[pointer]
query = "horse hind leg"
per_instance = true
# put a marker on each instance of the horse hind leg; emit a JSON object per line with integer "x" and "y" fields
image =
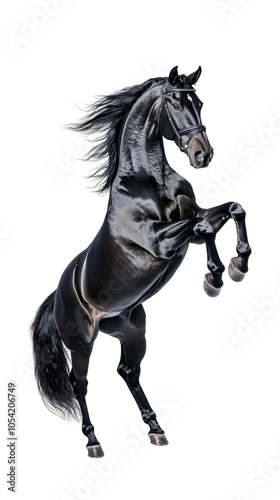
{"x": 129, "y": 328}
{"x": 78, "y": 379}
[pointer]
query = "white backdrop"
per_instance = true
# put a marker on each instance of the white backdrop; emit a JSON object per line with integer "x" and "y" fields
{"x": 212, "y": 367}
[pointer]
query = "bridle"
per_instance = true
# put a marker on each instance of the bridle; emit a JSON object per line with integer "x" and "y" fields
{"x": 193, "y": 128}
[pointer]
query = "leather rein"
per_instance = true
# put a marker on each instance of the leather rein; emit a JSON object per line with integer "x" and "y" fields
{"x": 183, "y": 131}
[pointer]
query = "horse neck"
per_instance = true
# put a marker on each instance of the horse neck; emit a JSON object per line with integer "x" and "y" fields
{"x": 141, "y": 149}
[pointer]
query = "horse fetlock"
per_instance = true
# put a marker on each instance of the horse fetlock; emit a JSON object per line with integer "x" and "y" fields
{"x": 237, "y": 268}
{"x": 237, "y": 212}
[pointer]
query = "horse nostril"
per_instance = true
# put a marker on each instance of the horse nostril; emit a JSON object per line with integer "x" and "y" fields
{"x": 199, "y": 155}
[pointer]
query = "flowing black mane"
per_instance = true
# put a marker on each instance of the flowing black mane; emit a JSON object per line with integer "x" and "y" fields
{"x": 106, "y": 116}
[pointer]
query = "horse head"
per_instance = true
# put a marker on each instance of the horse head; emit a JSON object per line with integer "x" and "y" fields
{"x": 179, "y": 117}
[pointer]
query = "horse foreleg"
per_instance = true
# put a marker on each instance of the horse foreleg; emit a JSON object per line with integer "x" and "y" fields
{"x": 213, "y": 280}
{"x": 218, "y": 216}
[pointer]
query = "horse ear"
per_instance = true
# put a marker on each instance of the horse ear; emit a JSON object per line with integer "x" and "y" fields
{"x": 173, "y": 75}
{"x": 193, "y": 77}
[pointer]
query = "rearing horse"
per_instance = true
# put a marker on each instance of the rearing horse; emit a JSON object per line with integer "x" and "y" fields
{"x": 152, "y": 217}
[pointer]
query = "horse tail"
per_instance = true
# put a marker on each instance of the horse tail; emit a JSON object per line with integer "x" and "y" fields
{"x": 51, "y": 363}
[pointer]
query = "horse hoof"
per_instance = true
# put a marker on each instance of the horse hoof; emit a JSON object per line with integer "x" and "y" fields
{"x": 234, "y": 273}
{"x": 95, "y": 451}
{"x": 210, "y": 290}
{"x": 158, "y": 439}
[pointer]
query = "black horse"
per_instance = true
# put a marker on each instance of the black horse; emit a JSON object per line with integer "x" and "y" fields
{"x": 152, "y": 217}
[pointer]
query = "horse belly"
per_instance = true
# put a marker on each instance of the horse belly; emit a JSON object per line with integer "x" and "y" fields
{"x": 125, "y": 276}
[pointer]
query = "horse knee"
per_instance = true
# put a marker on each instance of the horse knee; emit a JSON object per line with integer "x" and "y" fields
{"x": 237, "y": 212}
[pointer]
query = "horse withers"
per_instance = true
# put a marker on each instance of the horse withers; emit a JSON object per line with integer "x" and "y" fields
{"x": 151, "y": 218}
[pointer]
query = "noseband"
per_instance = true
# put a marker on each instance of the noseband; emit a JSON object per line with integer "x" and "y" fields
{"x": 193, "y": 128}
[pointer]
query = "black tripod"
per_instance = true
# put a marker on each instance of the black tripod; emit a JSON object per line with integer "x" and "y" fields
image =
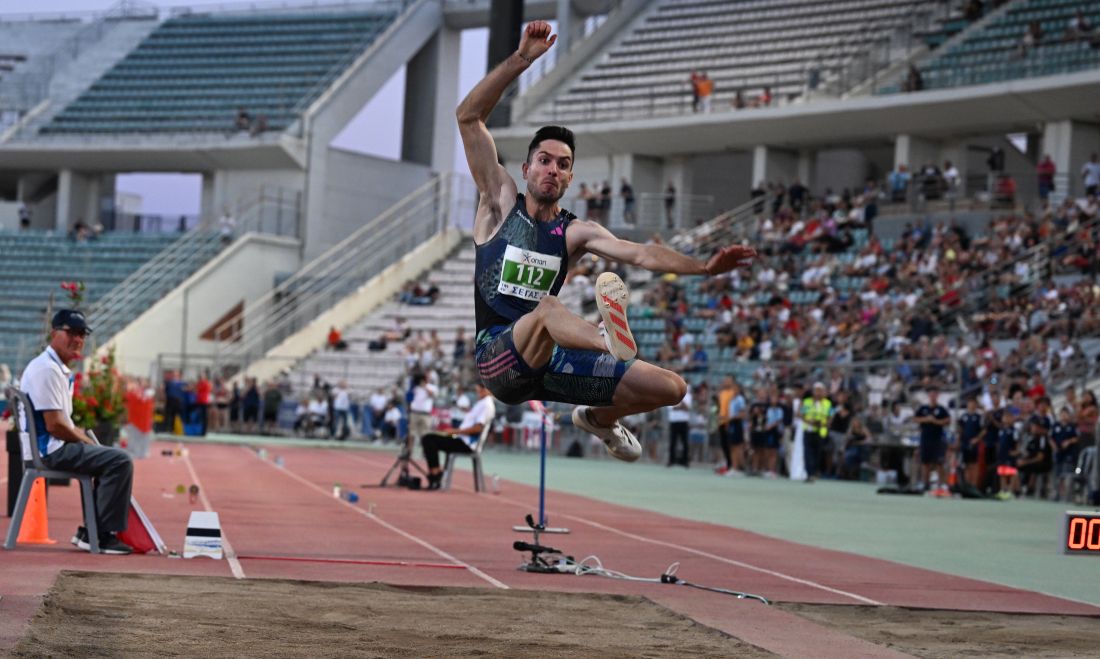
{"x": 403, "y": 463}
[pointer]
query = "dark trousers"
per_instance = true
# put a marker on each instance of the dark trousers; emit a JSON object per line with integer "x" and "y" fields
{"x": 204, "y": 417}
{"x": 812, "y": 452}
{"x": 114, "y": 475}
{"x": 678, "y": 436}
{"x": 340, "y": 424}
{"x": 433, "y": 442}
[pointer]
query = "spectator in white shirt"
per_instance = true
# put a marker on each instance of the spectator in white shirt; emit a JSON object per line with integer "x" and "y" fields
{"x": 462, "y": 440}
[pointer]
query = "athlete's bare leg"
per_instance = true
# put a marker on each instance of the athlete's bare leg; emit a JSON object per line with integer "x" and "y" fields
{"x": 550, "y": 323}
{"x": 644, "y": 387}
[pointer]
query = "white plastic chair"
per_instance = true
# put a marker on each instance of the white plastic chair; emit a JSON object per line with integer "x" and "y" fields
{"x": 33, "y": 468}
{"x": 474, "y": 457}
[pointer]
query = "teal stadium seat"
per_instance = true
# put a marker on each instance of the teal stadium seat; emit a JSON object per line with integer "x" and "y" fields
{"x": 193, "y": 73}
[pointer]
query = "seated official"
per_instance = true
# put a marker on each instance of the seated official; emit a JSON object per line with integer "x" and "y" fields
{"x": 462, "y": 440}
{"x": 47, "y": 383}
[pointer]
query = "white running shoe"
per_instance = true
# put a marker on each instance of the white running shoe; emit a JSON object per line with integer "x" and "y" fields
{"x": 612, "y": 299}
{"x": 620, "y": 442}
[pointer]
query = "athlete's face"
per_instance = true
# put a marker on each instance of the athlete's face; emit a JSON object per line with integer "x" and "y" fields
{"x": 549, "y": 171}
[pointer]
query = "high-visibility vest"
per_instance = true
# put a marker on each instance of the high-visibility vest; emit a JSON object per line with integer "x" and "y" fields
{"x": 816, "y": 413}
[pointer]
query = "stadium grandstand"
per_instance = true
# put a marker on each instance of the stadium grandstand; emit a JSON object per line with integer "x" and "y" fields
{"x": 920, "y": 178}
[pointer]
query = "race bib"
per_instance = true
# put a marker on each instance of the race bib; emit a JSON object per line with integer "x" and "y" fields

+++

Could you repeat all of the material exactly? Pictures should not be copied.

• _Response_
[pointer]
query = "horse hind leg"
per_instance = true
# put a marker on each instance of the horse hind leg; emit a JSON object per line with integer "x" and "y" fields
image =
{"x": 129, "y": 328}
{"x": 78, "y": 379}
[pointer]
query = "white backdrop"
per_instance = true
# put a marker on each instance of the white backdrop; emit a JSON object per line with integer "x" and "y" fields
{"x": 212, "y": 367}
[pointer]
query = "bridle"
per_instance = true
# put a marker on each instance of the bridle; emit a JSON object per line with integer "x" and "y" fields
{"x": 193, "y": 128}
[pointer]
query = "leather rein"
per_instance = true
# put a marker on each instance of the leather rein; emit a JSON object per line with integer "x" and "y" fields
{"x": 183, "y": 131}
[pointer]
query = "horse neck"
per_instance = true
# put a marker on each instance of the horse neck; emit a JSON object per line with integer "x" and "y" fields
{"x": 141, "y": 149}
[pointer]
query = "horse fetlock"
per_instance = true
# put a marker on each instance of the horse fetlock; emit a JSON object per line with integer "x" and "y" fields
{"x": 237, "y": 268}
{"x": 237, "y": 212}
[pointer]
query = "horse nostril"
per_instance = true
# put a marker on each instance of the horse nostril; emit a JSON object per line with integer "x" and "y" fields
{"x": 199, "y": 155}
[pointer]
query = "flowing black mane"
per_instance = true
# put a marker on each instance of the flowing black mane; emit a JSON object per line with integer "x" and "y" fields
{"x": 106, "y": 116}
[pointer]
query = "horse head"
per_instance = true
# put a marker on each instance of the horse head; emit a JSON object per line with integer "x" and "y" fields
{"x": 179, "y": 117}
[pointer]
query = "horse foreleg"
per_instance = true
# put a marker on each instance of the horse foreleg; emit a JSON object per line with integer "x" and "y" fields
{"x": 213, "y": 280}
{"x": 218, "y": 216}
[pointer]
query = "horse ear"
per_instance = true
# put a marker on each instance of the horse ear; emit a JSON object per line with integer "x" and "y" fields
{"x": 173, "y": 75}
{"x": 193, "y": 77}
[pointer]
query = "rearing horse"
per_instance = true
# put a marker on each instance of the rearing horse; emit a JSON object per line with integer "x" and "y" fields
{"x": 152, "y": 217}
[pointer]
query = "horse tail"
per_instance = true
# put a marker on each instance of the horse tail; emit a JSON object per line with integer "x" and "y" fields
{"x": 51, "y": 363}
[pointer]
query = "horse hoof"
per_instance = true
# put a marker on each instance of the horse hoof; emit a JSON object per line with integer "x" and "y" fields
{"x": 234, "y": 273}
{"x": 95, "y": 451}
{"x": 210, "y": 290}
{"x": 158, "y": 439}
[pointer]
query = "black horse"
per_instance = true
# put a marker on each instance of the black horse; emit a JSON object per line with integer "x" and "y" fields
{"x": 152, "y": 217}
[pointer]
query = "horse belly"
per_instance = true
# put a marker on each instance of the horse belly; emit a JSON object per line with integer "x" and "y" fields
{"x": 125, "y": 276}
[pointer]
query = "horse knee"
per_instance = true
# put a marker on each instance of the horse knee; emit a JSON object per line with integer "x" and "y" fields
{"x": 237, "y": 212}
[pointer]
query = "horse withers"
per_instance = true
# put a marker on each instance of the horse withers; emit a JSON object per line with integer "x" and "y" fields
{"x": 151, "y": 218}
[pointer]
query = "noseband"
per_instance = true
# put a marker on each instance of the noseband; emit a JSON object per line with integer "x" and "y" fields
{"x": 193, "y": 128}
[pointer]
query = "black tripod"
per_instance = true
# put a marker on each instance of the black tripod; emit a JSON object per line with integer "x" and "y" fields
image =
{"x": 403, "y": 463}
[pointer]
query = "dark trousers"
per_instance = true
# put a marker on each instance of the dark trousers; emit a JSON object per line with integer "x" and "y" fields
{"x": 204, "y": 417}
{"x": 812, "y": 452}
{"x": 114, "y": 475}
{"x": 678, "y": 436}
{"x": 340, "y": 424}
{"x": 433, "y": 442}
[pointer]
query = "spectator in white shirt"
per_instance = true
# put a marker on each instance of the spectator in white shirt; emit a JSON object per line with integer "x" and "y" fields
{"x": 462, "y": 440}
[pointer]
query = "athlete's bare leg"
per_instance = true
# put a marker on each instance of the athlete's bare leg; emit a JSON object per line with integer "x" and "y" fields
{"x": 550, "y": 323}
{"x": 644, "y": 387}
[pointer]
query = "white plastic chair"
per_instance = true
# put a marker on each instance of the white plastic chair; emit a JSON object per line with integer "x" and "y" fields
{"x": 33, "y": 468}
{"x": 474, "y": 457}
[pointer]
query = "teal stadium seat"
per_instance = true
# put a marker on each instance of the teal stadium seat; emit a JSON object per line with integer "x" and "y" fields
{"x": 193, "y": 73}
[pointer]
query = "seated official"
per_instance = true
# put a marker on each instance of the seated official; emit a JSON object per line with integer "x" and "y" fields
{"x": 462, "y": 440}
{"x": 47, "y": 383}
[pointer]
query = "white running shoe"
per_instance = true
# put a marker on each instance of the white running shoe; emit a JSON object per line with integer "x" and "y" fields
{"x": 612, "y": 299}
{"x": 620, "y": 442}
[pointer]
query = "athlete's face"
per_instance = true
# put a marker on each instance of the athlete's face; emit a JSON object per line with integer "x" and "y" fields
{"x": 549, "y": 171}
[pointer]
query = "high-visibility vest"
per_instance = true
# put a marker on each instance of the high-visibility vest; emit a JSON object per line with integer "x" and "y" fields
{"x": 816, "y": 413}
[pointer]
query = "stadium grandstand"
per_instance = true
# put a marker on each instance of the stadium grandstand; emit a JSON object per line with integer "x" and "y" fields
{"x": 920, "y": 178}
[pointer]
query = "race bib"
per_instance = true
# put a marker on each instance of the race bib; emit a JSON object per line with integer "x" and "y" fields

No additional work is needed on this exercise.